What to do>
Extract every line in the listing below that contains the word "distant". Treat uppercase and lowercase as different.

** Start of Records supplied **

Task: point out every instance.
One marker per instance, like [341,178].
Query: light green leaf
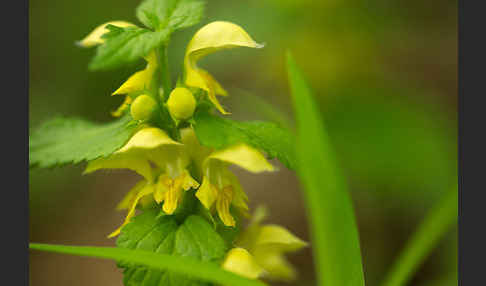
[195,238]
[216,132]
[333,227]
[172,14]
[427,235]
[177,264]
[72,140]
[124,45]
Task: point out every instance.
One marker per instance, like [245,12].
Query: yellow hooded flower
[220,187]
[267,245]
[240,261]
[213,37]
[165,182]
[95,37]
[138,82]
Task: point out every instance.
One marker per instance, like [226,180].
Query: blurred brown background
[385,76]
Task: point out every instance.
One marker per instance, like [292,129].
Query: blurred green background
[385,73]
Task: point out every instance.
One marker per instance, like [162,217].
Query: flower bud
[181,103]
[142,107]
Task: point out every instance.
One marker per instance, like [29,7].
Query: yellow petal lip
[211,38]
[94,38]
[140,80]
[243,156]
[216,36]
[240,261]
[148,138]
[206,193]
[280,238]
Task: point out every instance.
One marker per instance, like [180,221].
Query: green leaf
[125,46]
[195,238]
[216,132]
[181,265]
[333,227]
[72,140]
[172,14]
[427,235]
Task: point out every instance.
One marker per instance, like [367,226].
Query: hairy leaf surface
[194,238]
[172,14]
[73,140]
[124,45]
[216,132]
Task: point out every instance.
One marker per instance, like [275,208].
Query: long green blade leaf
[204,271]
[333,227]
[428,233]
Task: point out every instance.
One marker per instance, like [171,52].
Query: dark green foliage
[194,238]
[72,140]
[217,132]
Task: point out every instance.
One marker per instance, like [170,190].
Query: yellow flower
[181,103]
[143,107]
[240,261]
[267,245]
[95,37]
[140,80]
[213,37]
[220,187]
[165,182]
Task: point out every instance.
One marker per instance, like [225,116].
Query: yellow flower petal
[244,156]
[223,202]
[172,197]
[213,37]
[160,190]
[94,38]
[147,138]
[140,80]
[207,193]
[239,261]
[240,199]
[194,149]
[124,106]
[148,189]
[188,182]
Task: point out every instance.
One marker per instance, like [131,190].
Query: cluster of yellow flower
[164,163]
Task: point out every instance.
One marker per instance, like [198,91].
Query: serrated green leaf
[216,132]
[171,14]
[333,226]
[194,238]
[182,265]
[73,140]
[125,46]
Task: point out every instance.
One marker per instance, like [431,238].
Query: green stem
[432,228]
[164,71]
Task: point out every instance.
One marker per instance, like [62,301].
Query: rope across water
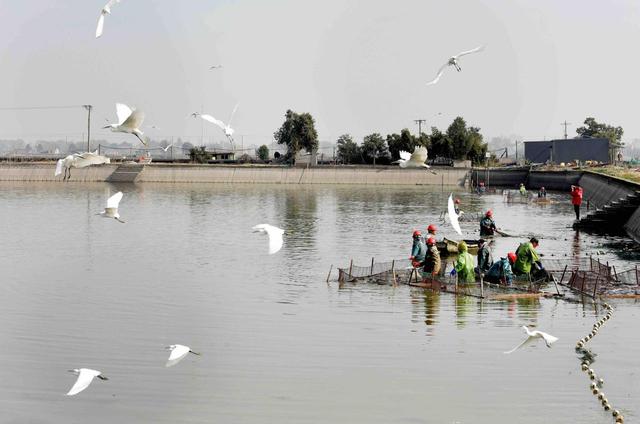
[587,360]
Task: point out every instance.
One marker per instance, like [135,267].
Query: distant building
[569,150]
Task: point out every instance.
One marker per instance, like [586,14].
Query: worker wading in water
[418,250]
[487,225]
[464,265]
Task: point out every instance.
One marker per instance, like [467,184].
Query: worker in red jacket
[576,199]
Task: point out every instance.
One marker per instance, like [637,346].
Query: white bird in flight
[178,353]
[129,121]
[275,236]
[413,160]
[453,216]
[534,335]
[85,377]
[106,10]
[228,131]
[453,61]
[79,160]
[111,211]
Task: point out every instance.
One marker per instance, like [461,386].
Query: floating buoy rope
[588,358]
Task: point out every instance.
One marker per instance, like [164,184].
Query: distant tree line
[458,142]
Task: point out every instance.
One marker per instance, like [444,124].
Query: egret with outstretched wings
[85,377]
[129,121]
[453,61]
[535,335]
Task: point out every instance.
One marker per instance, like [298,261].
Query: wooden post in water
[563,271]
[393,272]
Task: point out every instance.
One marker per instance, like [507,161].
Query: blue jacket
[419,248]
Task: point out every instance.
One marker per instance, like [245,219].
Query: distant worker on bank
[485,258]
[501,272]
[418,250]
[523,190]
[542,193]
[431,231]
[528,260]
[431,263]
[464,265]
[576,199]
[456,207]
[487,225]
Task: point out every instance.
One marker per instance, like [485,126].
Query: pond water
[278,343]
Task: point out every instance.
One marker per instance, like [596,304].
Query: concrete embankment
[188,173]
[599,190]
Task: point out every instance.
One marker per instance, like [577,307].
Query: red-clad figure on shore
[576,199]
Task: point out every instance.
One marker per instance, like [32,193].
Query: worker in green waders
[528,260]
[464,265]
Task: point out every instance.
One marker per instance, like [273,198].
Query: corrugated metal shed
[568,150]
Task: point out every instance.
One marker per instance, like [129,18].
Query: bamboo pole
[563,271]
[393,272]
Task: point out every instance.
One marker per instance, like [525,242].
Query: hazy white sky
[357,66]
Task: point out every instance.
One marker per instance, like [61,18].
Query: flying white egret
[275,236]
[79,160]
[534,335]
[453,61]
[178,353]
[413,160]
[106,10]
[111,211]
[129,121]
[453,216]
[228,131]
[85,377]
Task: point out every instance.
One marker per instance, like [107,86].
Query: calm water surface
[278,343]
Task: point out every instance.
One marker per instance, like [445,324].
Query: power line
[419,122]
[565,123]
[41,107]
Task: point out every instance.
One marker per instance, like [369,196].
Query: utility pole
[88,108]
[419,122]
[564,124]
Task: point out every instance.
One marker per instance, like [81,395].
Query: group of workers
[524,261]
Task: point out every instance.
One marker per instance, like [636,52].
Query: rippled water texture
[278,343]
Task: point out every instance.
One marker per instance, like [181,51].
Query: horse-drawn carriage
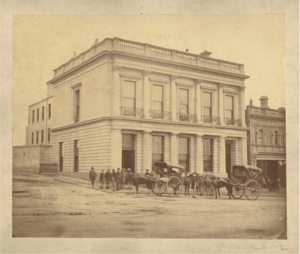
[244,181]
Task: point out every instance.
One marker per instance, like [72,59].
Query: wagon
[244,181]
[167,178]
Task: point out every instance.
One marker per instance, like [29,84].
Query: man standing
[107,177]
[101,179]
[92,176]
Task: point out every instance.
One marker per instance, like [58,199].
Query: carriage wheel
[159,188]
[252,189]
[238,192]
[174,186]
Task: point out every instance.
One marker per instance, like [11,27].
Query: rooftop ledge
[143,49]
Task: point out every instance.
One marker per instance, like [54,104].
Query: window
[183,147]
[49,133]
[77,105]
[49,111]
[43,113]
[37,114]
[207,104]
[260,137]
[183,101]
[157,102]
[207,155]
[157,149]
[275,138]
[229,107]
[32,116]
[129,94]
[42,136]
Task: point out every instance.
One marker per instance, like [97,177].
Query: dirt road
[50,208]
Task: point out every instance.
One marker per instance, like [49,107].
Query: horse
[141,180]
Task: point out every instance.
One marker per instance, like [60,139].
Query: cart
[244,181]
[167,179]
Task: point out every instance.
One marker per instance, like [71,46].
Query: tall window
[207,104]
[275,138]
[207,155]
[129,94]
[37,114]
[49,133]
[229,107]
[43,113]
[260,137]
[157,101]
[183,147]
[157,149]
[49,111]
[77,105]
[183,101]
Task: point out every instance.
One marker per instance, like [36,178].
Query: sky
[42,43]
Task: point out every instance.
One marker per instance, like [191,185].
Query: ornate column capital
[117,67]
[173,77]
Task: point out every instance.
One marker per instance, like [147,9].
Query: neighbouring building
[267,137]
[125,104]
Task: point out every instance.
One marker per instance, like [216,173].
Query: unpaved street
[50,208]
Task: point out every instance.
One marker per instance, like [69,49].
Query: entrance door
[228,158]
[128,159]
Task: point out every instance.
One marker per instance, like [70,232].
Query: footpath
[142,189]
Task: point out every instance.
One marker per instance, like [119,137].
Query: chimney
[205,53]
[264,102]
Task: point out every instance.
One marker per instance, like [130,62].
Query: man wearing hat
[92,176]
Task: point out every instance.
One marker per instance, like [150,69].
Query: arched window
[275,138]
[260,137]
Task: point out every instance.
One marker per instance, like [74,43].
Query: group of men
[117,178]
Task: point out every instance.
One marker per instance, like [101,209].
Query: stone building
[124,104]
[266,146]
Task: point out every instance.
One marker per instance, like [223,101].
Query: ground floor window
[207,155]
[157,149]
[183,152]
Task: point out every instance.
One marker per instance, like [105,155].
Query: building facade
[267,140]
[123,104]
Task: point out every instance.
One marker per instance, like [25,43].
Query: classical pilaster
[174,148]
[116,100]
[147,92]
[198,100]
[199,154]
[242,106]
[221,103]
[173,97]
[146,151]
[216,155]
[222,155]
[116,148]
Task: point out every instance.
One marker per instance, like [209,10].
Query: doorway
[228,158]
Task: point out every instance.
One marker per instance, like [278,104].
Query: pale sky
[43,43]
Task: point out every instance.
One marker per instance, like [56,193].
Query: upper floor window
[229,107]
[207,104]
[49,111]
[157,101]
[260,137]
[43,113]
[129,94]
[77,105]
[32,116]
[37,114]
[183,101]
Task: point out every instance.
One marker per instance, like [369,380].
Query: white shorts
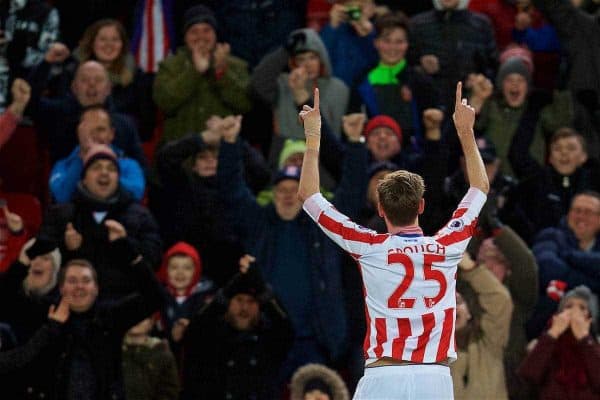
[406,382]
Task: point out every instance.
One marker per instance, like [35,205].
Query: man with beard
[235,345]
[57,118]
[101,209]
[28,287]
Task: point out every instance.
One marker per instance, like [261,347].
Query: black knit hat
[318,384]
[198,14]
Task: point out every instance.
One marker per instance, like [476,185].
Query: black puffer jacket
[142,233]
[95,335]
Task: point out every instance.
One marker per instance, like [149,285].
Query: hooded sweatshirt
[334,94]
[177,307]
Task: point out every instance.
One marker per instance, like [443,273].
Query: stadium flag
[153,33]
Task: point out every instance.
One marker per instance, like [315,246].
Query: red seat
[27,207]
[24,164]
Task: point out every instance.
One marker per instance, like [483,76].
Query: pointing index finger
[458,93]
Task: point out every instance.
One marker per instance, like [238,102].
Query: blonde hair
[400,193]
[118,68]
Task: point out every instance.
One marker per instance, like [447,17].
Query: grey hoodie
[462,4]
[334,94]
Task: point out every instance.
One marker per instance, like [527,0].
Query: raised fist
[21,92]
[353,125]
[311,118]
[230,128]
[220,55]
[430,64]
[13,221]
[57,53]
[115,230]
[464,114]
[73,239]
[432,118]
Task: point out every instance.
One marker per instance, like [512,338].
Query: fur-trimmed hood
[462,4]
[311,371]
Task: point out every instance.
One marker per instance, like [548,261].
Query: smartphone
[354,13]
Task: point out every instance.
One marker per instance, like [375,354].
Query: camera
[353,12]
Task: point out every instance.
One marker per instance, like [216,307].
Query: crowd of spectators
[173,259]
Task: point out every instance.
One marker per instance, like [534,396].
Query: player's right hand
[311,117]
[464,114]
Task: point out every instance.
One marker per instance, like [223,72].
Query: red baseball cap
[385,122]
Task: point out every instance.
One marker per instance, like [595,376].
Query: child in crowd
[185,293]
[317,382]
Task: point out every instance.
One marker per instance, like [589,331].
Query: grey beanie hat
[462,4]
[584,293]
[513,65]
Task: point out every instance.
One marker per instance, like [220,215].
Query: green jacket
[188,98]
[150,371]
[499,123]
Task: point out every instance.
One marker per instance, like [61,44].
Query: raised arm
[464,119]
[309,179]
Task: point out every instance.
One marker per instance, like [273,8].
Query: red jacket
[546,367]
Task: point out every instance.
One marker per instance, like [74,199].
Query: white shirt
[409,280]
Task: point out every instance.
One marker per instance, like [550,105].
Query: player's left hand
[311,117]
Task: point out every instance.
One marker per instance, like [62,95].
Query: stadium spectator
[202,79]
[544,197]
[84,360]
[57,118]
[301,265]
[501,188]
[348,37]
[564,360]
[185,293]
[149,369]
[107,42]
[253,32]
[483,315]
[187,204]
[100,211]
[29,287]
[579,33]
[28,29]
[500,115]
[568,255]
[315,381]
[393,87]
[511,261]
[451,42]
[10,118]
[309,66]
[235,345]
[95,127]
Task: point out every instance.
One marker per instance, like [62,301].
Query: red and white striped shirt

** End of Records supplied **

Response to the task>
Query: distant building
Query: distant tree line
Query: distant worker on bank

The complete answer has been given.